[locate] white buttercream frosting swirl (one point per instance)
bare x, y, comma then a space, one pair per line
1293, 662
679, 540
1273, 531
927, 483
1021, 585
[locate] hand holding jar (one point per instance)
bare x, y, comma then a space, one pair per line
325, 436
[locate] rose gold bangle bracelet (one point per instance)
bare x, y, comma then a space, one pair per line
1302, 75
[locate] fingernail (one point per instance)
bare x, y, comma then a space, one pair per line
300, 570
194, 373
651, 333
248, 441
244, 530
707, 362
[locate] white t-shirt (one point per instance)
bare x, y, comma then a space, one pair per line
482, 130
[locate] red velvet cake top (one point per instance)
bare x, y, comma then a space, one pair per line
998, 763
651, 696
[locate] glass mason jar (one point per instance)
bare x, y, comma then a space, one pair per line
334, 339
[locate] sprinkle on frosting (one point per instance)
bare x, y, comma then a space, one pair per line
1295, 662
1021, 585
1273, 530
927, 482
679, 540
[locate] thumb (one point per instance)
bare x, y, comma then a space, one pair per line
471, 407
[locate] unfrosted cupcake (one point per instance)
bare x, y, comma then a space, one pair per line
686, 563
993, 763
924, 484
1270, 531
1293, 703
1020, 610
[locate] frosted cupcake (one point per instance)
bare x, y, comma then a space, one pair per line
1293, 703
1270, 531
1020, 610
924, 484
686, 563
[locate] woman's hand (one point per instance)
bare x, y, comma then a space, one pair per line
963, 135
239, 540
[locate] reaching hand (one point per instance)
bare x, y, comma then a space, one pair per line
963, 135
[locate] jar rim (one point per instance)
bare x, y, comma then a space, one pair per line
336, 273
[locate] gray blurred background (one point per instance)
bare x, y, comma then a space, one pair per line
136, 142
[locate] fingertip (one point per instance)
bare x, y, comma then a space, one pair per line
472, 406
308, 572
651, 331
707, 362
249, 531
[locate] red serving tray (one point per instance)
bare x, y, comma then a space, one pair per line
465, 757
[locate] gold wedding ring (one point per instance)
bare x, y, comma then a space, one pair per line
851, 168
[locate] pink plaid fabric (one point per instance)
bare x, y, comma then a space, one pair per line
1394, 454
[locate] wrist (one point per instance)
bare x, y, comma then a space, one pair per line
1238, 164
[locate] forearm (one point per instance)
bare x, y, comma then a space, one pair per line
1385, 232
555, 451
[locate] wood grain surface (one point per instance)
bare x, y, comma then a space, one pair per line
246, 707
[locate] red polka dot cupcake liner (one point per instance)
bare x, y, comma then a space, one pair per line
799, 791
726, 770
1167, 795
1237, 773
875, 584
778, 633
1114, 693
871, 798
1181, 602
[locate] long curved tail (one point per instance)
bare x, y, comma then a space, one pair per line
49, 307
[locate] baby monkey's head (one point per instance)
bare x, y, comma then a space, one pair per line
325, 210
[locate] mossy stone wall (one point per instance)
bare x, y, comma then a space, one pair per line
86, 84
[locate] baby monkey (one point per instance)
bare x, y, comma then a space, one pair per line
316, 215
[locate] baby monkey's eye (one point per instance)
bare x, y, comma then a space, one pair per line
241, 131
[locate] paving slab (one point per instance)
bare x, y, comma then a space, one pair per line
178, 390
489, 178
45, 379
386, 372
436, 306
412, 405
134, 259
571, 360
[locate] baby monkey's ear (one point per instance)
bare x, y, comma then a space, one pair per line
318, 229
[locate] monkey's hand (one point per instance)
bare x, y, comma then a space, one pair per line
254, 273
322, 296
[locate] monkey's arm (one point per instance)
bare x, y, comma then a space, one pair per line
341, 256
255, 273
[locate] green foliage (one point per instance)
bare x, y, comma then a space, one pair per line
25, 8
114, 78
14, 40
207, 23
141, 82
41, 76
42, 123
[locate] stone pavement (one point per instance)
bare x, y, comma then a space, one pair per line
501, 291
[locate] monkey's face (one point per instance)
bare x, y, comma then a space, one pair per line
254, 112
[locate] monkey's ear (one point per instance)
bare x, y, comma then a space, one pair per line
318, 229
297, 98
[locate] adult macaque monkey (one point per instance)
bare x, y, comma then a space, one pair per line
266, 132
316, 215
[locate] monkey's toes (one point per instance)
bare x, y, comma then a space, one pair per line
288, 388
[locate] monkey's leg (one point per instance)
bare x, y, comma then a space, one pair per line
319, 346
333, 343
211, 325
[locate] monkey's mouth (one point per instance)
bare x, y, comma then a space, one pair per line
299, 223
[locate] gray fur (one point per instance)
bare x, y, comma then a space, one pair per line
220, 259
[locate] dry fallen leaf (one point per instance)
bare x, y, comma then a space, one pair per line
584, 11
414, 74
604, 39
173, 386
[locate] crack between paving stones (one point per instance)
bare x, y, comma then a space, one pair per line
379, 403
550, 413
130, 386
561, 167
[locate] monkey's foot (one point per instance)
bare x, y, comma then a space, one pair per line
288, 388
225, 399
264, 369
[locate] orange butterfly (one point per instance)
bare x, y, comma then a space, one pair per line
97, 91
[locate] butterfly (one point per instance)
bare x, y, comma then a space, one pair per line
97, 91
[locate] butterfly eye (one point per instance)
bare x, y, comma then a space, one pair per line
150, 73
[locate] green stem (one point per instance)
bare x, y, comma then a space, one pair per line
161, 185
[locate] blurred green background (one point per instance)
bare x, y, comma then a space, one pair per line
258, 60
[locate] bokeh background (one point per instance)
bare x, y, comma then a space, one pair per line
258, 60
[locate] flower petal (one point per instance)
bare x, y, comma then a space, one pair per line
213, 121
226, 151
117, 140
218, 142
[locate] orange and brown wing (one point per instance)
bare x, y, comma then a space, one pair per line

□ □ □ □ □ □ □

# [Exercise task]
Could you copy out the rows word for word, starting with the line that contains "[locate] bokeh background" and going on through the last line of the rows?

# [Final result]
[locate] bokeh background (one point per instance)
bare x, y, comma then a space, one pair per line
258, 60
[locate] flower petal (one point per instance)
bare x, y, comma then a space, one pair per line
213, 121
226, 151
117, 140
218, 142
[locate] orange and brown wing (one point per instance)
bare x, y, comma then a space, one pair per line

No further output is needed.